What the exercise asks
Could you write out the listing below again, replacing every "position of each" with "coordinates of each", changing nothing else and leaving out the pictures?
--------------------
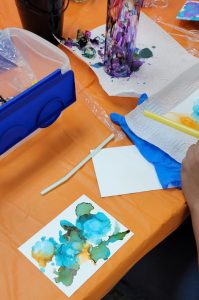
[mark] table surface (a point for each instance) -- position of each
(51, 153)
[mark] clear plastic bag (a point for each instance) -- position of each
(15, 73)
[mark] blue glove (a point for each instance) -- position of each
(168, 170)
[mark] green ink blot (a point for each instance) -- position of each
(65, 276)
(145, 53)
(99, 252)
(83, 209)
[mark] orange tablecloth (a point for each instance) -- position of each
(48, 155)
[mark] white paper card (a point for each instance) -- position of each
(123, 170)
(169, 60)
(87, 238)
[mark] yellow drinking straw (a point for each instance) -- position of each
(172, 124)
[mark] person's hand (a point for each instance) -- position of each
(190, 177)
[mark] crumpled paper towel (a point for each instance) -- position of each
(169, 60)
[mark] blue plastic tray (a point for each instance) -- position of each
(37, 107)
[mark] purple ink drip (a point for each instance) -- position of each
(121, 31)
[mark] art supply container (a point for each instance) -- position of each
(39, 105)
(121, 31)
(43, 17)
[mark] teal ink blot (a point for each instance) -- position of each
(88, 239)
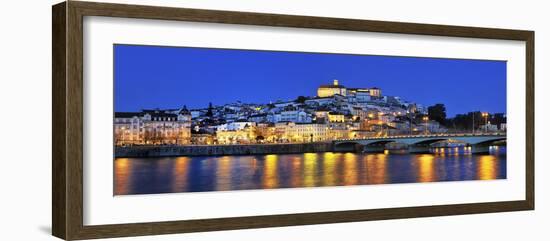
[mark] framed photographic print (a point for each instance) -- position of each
(171, 120)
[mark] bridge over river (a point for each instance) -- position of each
(479, 143)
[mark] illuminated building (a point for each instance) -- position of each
(244, 135)
(301, 132)
(360, 94)
(330, 90)
(336, 117)
(152, 127)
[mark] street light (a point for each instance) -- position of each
(485, 115)
(425, 119)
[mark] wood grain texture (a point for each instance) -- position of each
(58, 121)
(67, 78)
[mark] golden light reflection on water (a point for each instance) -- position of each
(487, 168)
(350, 169)
(270, 172)
(310, 164)
(223, 180)
(181, 172)
(426, 172)
(296, 169)
(122, 176)
(376, 168)
(329, 171)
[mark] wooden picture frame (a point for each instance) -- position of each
(67, 124)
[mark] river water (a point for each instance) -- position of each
(223, 173)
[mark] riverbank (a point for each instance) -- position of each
(219, 150)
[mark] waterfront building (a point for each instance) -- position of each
(301, 132)
(201, 137)
(235, 126)
(152, 127)
(245, 135)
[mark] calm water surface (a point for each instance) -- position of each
(222, 173)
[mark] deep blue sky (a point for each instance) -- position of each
(170, 77)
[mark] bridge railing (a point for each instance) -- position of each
(425, 136)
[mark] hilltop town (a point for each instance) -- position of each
(336, 112)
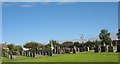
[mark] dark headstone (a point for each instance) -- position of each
(51, 53)
(74, 51)
(118, 46)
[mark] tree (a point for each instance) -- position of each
(77, 44)
(55, 43)
(67, 44)
(11, 47)
(17, 48)
(105, 37)
(33, 46)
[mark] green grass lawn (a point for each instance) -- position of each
(78, 57)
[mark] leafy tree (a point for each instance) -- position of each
(11, 47)
(77, 44)
(55, 43)
(17, 48)
(105, 37)
(33, 45)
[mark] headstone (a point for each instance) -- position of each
(96, 49)
(110, 49)
(50, 52)
(103, 49)
(118, 46)
(10, 56)
(74, 50)
(81, 49)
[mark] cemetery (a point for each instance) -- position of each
(37, 52)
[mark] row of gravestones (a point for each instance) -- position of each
(76, 49)
(34, 53)
(8, 55)
(107, 49)
(54, 51)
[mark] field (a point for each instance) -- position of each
(78, 57)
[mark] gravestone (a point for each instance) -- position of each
(53, 51)
(96, 49)
(10, 56)
(74, 50)
(81, 49)
(103, 48)
(118, 46)
(50, 52)
(110, 49)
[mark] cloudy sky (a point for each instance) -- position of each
(23, 22)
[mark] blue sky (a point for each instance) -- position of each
(41, 22)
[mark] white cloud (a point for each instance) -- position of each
(61, 0)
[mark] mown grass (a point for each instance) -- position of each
(79, 57)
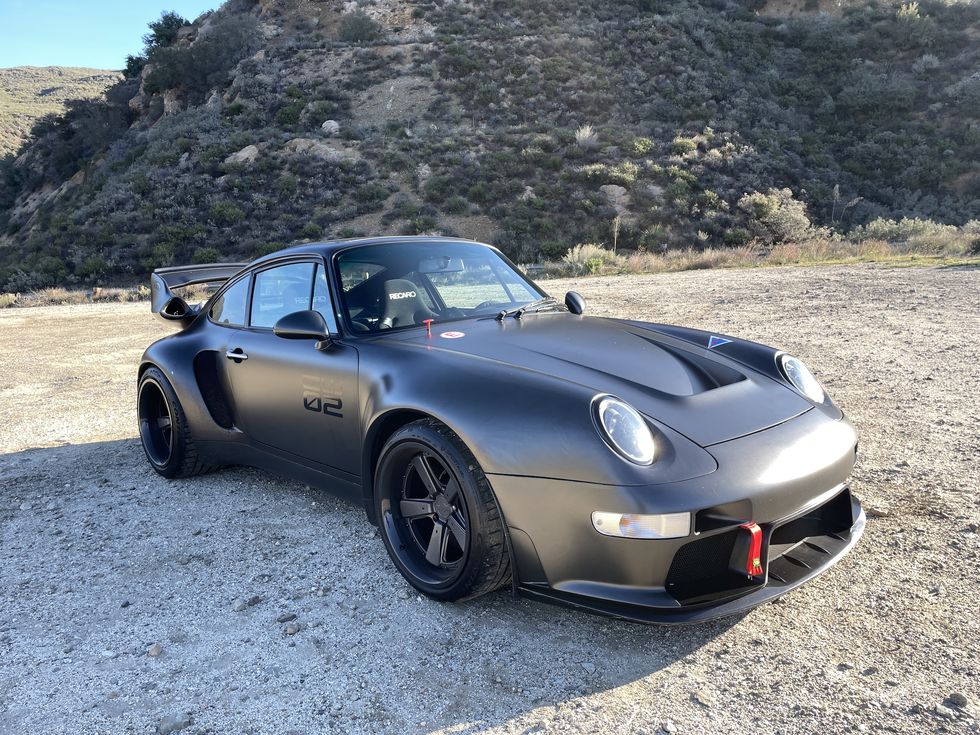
--------------------
Exercise answer
[mark] table surface (a point for each instance) -- coordinates of each
(51, 153)
[mark] clear plastic bag (a point for each instance) -- coordinates of each
(15, 73)
[mark] blue glove (a point for each instance) -- coordinates of each
(168, 170)
[mark] green ink blot (a point for each instance) -- coordinates of each
(65, 276)
(145, 53)
(99, 252)
(83, 209)
[mark] orange tablecloth (a point for each instance) -- coordinates of each
(48, 155)
[mark] white paper card (a point for each instance) -- coordinates of each
(123, 170)
(169, 60)
(87, 238)
[mark] yellow drinking straw (a point for each instance) -- coordinates of each
(172, 124)
[mark] person's hand (a point for each instance) -- coordinates of each
(190, 177)
[mark] crumpled paper towel (a point for each instance) -- coordinates of each
(169, 60)
[mark] blue plastic tray (a point for each instance) -- coordinates of each
(37, 107)
[mark] purple ink drip (a point for each instance) -- coordinates of each
(121, 31)
[mark] art supply container (a point for each instance) -- coordinates of each
(39, 105)
(121, 31)
(43, 17)
[mark] teal ink blot (a point for each instance) -- coordinates of each
(88, 239)
[mark] framed photographic print (a point for each instance) -- coordinates of each
(171, 120)
[mark] bridge over river (a point for each instance) -- coordinates of each
(479, 143)
[mark] illuminated building (a point for each instance) -- coordinates of each
(244, 135)
(301, 132)
(360, 94)
(330, 90)
(336, 117)
(152, 127)
[mark] street light (a point for each instance) -- coordinates of each
(485, 115)
(425, 119)
[mark] wood grain texture (a point for each instance) -- coordinates of each
(58, 121)
(67, 78)
[mark] golden light reflection on water (a point for each instance) -- coordinates of each
(487, 168)
(350, 169)
(270, 172)
(310, 164)
(223, 180)
(181, 172)
(426, 172)
(296, 169)
(122, 176)
(376, 168)
(329, 171)
[mark] wooden picture frame (a point for each instance) -- coordinates of each
(67, 124)
[mark] river water (a point for each instance) -- coordinates of each
(223, 173)
[mark] riverbank (a point for each instance) -- coordinates of each
(219, 150)
[mark] waterfront building (a point for each instance) -- coordinates of each
(301, 132)
(201, 137)
(235, 126)
(152, 127)
(245, 135)
[mark] calm water surface (a point for each instance) -- coordinates of each
(222, 173)
[mark] deep blue sky (a point for each instance) -- coordinates of each
(170, 77)
[mark] bridge railing (a point for each instance) -- coordinates of each
(425, 136)
[mark] hilltop town (a point for each instance) -- coordinates of each
(336, 112)
[mark] dark headstone (a point for each instance) -- coordinates of each
(51, 53)
(74, 51)
(118, 46)
[mark] tree (a point for each instance) -- coordinates of each
(77, 44)
(55, 43)
(67, 44)
(11, 47)
(17, 48)
(105, 37)
(33, 46)
[mark] green grass lawn (a point for each instance) -- coordinates of each
(78, 57)
[mark] leafy tree (a point for each instance) -- coordinates of each
(11, 47)
(77, 44)
(55, 43)
(17, 48)
(105, 37)
(33, 45)
[mark] headstone (a point for each instance) -- coordinates of each
(96, 49)
(110, 49)
(50, 52)
(103, 49)
(118, 46)
(10, 56)
(74, 50)
(81, 49)
[mark] cemetery (a point for each instance) -- coordinates of each
(37, 52)
[mark] row of gravestones (a point for each instance) -- coordinates of each
(76, 49)
(34, 53)
(8, 55)
(107, 49)
(54, 51)
[mark] field (a point for each instance) -- coordinates of each
(78, 57)
[mark] gravestone (a point for each instance) -- coordinates of each
(53, 51)
(96, 49)
(10, 56)
(74, 50)
(81, 49)
(103, 48)
(118, 46)
(50, 52)
(110, 49)
[mark] cloudy sky (a point for each instance) -- coordinates of each
(23, 22)
[mark] blue sky (a point for each instance) -- coordinates of each
(41, 22)
[mark] white cloud (a point for each instance) -- coordinates of each
(61, 0)
[mark] mown grass (a point for each instance) -- coordinates of each
(79, 57)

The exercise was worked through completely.